--- Items ---
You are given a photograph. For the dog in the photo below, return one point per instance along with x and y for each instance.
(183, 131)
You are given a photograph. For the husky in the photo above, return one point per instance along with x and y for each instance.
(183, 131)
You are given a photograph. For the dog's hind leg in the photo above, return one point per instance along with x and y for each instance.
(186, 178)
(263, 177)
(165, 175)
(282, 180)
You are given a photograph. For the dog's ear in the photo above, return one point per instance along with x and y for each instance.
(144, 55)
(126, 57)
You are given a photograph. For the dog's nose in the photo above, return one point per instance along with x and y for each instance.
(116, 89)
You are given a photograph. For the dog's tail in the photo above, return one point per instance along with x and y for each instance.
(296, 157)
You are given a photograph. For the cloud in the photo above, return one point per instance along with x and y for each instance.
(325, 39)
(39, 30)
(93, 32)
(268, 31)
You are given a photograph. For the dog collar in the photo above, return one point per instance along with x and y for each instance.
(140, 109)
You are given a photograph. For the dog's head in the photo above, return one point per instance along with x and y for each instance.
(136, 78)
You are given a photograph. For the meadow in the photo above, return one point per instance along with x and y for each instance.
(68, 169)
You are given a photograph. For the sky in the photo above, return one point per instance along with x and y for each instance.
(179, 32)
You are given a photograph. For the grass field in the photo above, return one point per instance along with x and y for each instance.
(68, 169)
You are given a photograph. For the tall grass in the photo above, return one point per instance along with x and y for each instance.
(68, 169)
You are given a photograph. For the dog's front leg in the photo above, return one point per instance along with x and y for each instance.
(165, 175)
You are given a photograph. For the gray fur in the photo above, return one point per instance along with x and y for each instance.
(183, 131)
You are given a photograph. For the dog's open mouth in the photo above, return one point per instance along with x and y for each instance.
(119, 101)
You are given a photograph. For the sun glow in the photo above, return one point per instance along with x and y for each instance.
---
Exercise aim:
What are the lines from the one with "You are given a photograph. For the sky" through the last line of the records above? Quote them exactly and add nothing.

Completed task:
You are given a photograph. For the sky in the photo above, return one point per instance along with x and y for each instance.
(179, 32)
You are given a photograph. For the grass field in the photo above, return one point per instance along with x and y for each instance.
(68, 169)
You are given a photograph. For the tall grass in the photo above, return one point per instance along with x and y for each instance.
(68, 169)
You are given a photograph. For the dog's front leg in the photo above, return one point per instance along with x and y for each instance.
(165, 175)
You are given a photograph. For the gray fur in the photo above, return one point per instance along with x and y for each instance.
(183, 131)
You are given a photograph. For the dog's open mouth in the photo above, return one point per instance along with x and y for each instance.
(119, 101)
You are given a photograph. For the sun glow in the photo above, return one point per instance along with x and y for each instance.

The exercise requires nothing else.